Accompanying this essay is a database and digital copies of 600 news articles about the strike that appeared in Seattle newspapers from May to August 1934.
"News Coverage of the 1934 Waterfront Strike"

The year 1934 saw a wave of strikes that spread across the entire United States. One of the most paralyzing strikes was the waterfront worker’s strike, which froze all major ports up and down the Pacific Coast. It began with a coast-wide longshore strike organized and led by the International Longshoremen Association (ILA). Originally, the ILA demanded higher wages and a shorter workday, but expanded its demands to include ILA recognition by the employers and union control of the waterfront hiring halls. As the strike progressed, it encompassed the entire maritime shipping industry on the West Coast, and made front-page news for the entire two and a half months of the port’s closure.[1]

Through analysis of different Seattle-area newspaper coverage of the strike, we can explore the shifting and varied opinions debating the strike. While the Seattle Daily Times, supported business from the outset, Seattle's other two daily newspapers, the Seattle Post-Intelligencer and the Seattle Star, only slanted their coverage against the strike after the outbreak of violence when strikers confronted non-union workers hired by the employers. Meanwhile, the Communist Party's Voice of Action, a weekly newspaper, loudly supported the strike, providing one of the few media outlets through which the strikers could articulate their perspectives and demands. The views of the public, as influenced by the media, were crucial to the outcome of the strike.[2]

From the beginning, the Seattle Times focused on the closing of the docks and the negative impacts of the strike on Seattle’s businesses. On May 9, 1934, the first day of the strike, the first and only article that the Times published bore the headline “Longshoremen Out on Strike; Shipping Withheld.” Rather than leaving it at “Longshoremen Out on Strike,” the newspaper immediately brought attention to the strike’s economic effects. This posture was also reflected in the article itself: the opening paragraph reported that the “ship loading and discharging came to a complete halt” with fifteen ships held idle in the waters.[3] Only at the end of the article were the strikers’ grievances mentioned. On May 28th, the day when an agreement to end the strike was proposed, the Times’s business-oriented bias was presented once again with a headline that read “Strike Costing City a Million a Day!” The entire article focused on the monetary losses caused by the strike in Seattle and other West Coast port cities, arguing that the value of products moving through the ports was one million and that the losses to general business were much more. The article went so far as to claim that the strike impeded the state’s economic recovery from the Great Depression, writing “The Chamber’s president laid the stoppage of the Pacific Northwest’s recovery from the depression directly on the strike” and then discussed the loss of businesses such as fishing and lumber mills.[4] In effect, this article placed the burden of all of these problems on the strike.

Siding completely with employers, the Times used sensational headlines to demonize the strikers, this one from May 18.(Click to enlarge)

+===+

• Problems to work on:
1. Using the waterfront strike essay, write it out from "Accompanying this essay" up to and including "to August 1934.", swapping "database" for "searchable index".
2. Answer these from the waterfront strike essay:
(a) Which union organized and led the coast-wide longshore strike?
(b) What was the name of the Communist Party's weekly newspaper?
(c) How many ships did the Times report as held idle on the first day of the strike?

+===+

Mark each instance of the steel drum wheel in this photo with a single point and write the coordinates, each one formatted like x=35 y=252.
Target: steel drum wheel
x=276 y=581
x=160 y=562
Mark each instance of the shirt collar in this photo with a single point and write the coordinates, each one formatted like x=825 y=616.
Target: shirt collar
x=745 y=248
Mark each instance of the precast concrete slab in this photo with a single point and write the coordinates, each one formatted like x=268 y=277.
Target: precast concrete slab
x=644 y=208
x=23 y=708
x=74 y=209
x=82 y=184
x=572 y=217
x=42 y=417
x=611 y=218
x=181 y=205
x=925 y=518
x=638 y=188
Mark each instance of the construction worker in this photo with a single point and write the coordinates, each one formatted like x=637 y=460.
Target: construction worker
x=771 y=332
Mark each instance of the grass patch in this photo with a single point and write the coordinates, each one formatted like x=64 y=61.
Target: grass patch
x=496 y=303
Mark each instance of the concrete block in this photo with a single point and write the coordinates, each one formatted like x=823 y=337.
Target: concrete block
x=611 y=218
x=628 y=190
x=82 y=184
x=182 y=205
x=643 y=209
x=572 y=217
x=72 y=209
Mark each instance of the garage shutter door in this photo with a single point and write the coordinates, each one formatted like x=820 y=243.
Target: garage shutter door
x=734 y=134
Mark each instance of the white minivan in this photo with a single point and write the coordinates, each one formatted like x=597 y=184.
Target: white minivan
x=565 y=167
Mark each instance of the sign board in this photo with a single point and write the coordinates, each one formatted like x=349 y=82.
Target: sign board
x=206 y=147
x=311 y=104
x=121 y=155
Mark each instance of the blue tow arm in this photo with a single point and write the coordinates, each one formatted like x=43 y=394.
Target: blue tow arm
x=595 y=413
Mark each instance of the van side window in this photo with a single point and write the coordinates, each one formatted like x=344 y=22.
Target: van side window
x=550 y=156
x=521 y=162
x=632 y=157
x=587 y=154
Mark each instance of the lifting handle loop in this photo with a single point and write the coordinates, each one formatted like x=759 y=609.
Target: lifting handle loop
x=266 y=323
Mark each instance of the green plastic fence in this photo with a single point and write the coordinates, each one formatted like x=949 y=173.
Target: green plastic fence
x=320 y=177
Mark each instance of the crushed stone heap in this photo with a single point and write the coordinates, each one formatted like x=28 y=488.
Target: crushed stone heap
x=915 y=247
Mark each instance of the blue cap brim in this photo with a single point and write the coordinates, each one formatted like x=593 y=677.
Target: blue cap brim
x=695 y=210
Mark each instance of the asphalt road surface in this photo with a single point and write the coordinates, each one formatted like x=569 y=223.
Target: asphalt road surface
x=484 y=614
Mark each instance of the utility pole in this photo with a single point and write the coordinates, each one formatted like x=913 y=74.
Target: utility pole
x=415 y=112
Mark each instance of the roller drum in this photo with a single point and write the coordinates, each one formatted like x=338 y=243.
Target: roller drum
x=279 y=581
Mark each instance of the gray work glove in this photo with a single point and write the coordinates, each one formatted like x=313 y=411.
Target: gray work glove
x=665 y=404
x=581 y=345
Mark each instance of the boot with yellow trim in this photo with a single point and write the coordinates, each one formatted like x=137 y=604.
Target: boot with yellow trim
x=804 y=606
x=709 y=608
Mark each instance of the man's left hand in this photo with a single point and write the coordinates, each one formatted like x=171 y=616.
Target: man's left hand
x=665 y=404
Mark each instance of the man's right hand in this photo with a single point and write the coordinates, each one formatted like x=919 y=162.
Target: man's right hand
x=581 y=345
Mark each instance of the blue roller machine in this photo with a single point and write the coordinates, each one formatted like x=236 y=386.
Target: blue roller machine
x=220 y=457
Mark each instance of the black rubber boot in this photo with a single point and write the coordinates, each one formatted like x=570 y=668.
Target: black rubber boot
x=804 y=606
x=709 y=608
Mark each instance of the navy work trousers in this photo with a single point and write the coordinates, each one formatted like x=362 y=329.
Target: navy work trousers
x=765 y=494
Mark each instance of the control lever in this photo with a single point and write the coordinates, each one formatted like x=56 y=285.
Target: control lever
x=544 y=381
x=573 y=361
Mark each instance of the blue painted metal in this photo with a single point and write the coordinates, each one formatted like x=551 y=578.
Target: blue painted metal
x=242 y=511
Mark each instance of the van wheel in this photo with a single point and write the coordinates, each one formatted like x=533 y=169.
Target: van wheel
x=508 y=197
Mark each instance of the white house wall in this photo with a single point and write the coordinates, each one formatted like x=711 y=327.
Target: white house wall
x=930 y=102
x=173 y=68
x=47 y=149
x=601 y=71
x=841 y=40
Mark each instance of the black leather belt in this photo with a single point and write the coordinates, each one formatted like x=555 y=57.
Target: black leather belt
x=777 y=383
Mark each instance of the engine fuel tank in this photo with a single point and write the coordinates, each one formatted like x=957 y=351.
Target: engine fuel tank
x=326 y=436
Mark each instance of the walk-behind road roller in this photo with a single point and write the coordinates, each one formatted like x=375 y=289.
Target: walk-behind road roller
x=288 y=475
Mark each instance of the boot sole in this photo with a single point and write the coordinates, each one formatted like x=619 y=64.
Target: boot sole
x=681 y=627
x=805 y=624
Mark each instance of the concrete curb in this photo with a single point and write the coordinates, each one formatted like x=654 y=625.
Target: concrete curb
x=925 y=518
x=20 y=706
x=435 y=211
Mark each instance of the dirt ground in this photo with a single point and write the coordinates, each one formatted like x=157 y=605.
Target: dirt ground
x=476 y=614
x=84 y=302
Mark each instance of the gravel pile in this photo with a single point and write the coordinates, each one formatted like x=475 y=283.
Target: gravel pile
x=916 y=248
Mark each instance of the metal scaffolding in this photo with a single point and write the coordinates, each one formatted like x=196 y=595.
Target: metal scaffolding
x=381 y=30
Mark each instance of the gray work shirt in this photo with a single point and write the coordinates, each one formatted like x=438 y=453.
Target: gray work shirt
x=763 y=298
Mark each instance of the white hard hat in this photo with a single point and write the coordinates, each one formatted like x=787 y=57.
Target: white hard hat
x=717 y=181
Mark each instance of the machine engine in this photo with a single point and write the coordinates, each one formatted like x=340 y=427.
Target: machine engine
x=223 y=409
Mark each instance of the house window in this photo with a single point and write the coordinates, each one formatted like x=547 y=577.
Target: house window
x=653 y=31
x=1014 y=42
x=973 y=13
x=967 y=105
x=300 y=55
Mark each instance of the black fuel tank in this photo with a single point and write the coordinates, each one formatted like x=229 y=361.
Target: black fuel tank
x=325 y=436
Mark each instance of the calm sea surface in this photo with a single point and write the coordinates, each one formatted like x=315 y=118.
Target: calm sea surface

+===+

• Worked answers:
1.
Accompanying this essay is a searchable index and digital copies of 600 news articles about the strike that appeared in Seattle newspapers from May to August 1934.

2.
(a) The International Longshoremen Association (ILA)
(b) Voice of Action
(c) Fifteen